**Work instructions**
From the beginner's guide to rock climbing, extract word for word the part that opens with the words containing "Imagine yourself, next" and closes with "indoors and outdoors.".

**Text segment**

Imagine yourself, next Tuesday evening. Think about where you are, who you’re with, and what you’re doing. Are you at an indoor climbing gym? After reading this guide, you could be.
Getting into climbing has tons of benefits. It’s a great form of exercise, it’s social and creative, and it’s accessible for people at almost any age or skill level. To help you start rock climbing, here are 5 easy steps to follow:
Know what to expect: Hint: it’s not all about your arms.
Choose a type of climbing: Get the scoop on what you can try indoors and outdoors.
Scope out classes: They exist, and they’re awesome for new climbers.
Brush up on the lingo: Learn a few key climbing terms before you start.
Get the gear you need: Find out what you need as a beginner.
Now for all the details.

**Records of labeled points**

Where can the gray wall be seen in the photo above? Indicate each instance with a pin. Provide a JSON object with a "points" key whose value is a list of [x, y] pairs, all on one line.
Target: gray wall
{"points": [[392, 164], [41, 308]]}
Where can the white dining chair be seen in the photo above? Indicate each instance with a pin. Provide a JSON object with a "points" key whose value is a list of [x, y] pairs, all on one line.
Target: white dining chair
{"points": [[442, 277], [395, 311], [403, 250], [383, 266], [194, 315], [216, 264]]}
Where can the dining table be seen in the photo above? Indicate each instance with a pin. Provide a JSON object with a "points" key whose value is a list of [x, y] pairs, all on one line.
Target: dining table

**Exercise response**
Imagine yourself, next Tuesday evening. Think about where you are, who you’re with, and what you’re doing. Are you at an indoor climbing gym? After reading this guide, you could be.
Getting into climbing has tons of benefits. It’s a great form of exercise, it’s social and creative, and it’s accessible for people at almost any age or skill level. To help you start rock climbing, here are 5 easy steps to follow:
Know what to expect: Hint: it’s not all about your arms.
Choose a type of climbing: Get the scoop on what you can try indoors and outdoors.